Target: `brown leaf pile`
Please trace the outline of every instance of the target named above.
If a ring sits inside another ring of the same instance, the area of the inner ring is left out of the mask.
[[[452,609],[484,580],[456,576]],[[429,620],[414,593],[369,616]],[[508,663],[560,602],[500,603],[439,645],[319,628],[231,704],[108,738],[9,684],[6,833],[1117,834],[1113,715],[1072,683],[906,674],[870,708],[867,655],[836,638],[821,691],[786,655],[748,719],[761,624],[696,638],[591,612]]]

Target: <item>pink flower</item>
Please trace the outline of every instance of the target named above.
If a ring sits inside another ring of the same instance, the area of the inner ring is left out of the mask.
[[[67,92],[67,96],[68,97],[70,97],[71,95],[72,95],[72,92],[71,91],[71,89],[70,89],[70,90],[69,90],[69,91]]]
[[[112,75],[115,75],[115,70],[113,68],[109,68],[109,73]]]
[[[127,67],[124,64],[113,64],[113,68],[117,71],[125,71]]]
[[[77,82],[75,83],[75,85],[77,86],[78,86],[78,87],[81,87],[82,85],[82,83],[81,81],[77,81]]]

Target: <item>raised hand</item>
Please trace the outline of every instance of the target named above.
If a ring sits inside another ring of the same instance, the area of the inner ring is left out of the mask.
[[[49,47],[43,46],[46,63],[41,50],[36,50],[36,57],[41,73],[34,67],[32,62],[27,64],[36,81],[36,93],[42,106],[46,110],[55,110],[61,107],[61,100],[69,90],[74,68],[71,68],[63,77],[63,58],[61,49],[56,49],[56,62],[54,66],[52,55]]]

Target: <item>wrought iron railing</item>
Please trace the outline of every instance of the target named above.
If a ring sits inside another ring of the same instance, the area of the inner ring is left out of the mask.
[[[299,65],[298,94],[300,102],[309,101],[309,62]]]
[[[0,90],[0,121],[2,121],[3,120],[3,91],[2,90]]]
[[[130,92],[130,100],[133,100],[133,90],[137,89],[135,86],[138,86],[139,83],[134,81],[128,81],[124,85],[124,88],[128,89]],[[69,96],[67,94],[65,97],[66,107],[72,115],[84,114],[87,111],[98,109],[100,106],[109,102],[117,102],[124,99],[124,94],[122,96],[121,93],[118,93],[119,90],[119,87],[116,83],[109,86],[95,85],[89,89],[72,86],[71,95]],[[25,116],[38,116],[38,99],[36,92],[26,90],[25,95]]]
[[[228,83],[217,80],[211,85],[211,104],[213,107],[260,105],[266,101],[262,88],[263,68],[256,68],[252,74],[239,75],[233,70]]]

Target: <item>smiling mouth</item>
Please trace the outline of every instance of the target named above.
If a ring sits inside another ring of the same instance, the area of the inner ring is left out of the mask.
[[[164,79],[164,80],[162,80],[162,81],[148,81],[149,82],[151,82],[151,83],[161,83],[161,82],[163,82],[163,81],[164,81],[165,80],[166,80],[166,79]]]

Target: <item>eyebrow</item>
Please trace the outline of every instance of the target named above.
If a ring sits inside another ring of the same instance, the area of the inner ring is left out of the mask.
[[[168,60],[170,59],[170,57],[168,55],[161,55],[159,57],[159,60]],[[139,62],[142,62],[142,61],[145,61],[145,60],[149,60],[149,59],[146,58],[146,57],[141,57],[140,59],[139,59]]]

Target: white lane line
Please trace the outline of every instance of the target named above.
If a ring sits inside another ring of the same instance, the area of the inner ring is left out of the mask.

════════════════════

TO DO: Rewrite all the lines above, changing "trace" to "draw" and leaving everything else the same.

SOLVED PROBLEM:
Target: `brown leaf pile`
Please draw the outline of every instance of the target named above.
If a ring sits inside another ring of the same instance, the area of the inner ring is left out of the mask.
[[[452,609],[484,580],[456,576]],[[429,620],[414,593],[369,616]],[[508,663],[560,602],[500,603],[439,645],[319,628],[231,704],[108,738],[9,684],[6,833],[1117,834],[1113,715],[1072,683],[906,674],[870,708],[867,655],[836,638],[821,691],[786,655],[748,719],[761,624],[696,638],[591,612]]]

Target: <item>pink flower</item>
Please draw the outline of every instance of the target named above.
If a ring sits inside another ring of the same instance, the area of the inner ring is left out of the mask.
[[[67,92],[67,96],[68,97],[70,97],[71,95],[72,95],[72,92],[71,91],[71,89],[70,89],[70,90],[69,90],[69,91]]]
[[[112,75],[115,75],[115,70],[113,68],[109,68],[109,73]]]
[[[127,67],[124,64],[113,64],[113,68],[117,71],[125,71]]]
[[[77,82],[75,83],[75,85],[77,86],[78,86],[78,87],[81,87],[82,85],[82,83],[81,81],[77,81]]]

Target: <item>raised hand</item>
Please draw the outline of every instance of the target named above.
If a ring sits inside another ring of the same instance, the area of the inner ring is left out of the mask.
[[[49,47],[43,46],[46,63],[41,50],[36,50],[36,57],[41,73],[34,67],[32,62],[27,64],[36,81],[36,93],[42,106],[46,110],[55,110],[61,107],[61,100],[69,90],[74,68],[71,68],[63,77],[63,58],[61,49],[56,49],[56,62],[54,66],[52,55]]]

Target: <item>wrought iron railing</item>
Please draw the outline of every instance of the target named above.
If a ring sits inside another ring of the same instance, the area of the inner ring is left out of the mask.
[[[299,65],[298,94],[300,102],[309,101],[309,62]]]
[[[0,90],[0,121],[2,121],[3,120],[3,91],[2,90]]]
[[[130,92],[130,100],[133,100],[133,90],[137,89],[135,86],[138,86],[139,83],[134,81],[128,81],[124,85],[124,88],[128,89]],[[69,96],[67,94],[65,97],[66,107],[72,115],[84,114],[87,111],[98,109],[100,106],[109,102],[117,102],[124,99],[124,94],[122,96],[121,93],[118,93],[119,90],[119,87],[116,83],[109,86],[95,85],[89,89],[72,86],[71,95]],[[25,116],[38,116],[38,99],[36,92],[26,90],[25,95]]]
[[[228,83],[217,80],[211,85],[211,104],[213,107],[260,105],[266,101],[262,88],[263,68],[256,68],[252,74],[239,75],[233,70]]]

Target: <item>smiling mouth</item>
Please draw the outline of every instance of the target named above.
If a ring sits inside another ring of the same instance, the area of the inner ring is left out of the mask.
[[[164,79],[164,80],[162,80],[162,81],[148,81],[149,82],[151,82],[151,83],[161,83],[161,82],[163,82],[163,81],[164,81],[165,80],[166,80],[166,79]]]

Target: <item>eyebrow</item>
Please draw the outline of every instance of the target named above.
If a ring sits inside another ring of the same instance, the area of the inner ring is left out of the mask.
[[[168,60],[170,59],[170,57],[168,55],[161,55],[159,57],[159,60]],[[139,62],[142,62],[142,61],[145,61],[145,60],[149,60],[149,59],[146,58],[146,57],[141,57],[140,59],[139,59]]]

Target: white lane line
Please draw the outline of every instance of the target named above.
If a ring sits inside another ring of the same instance, the area of the inner ring is left out of the mask.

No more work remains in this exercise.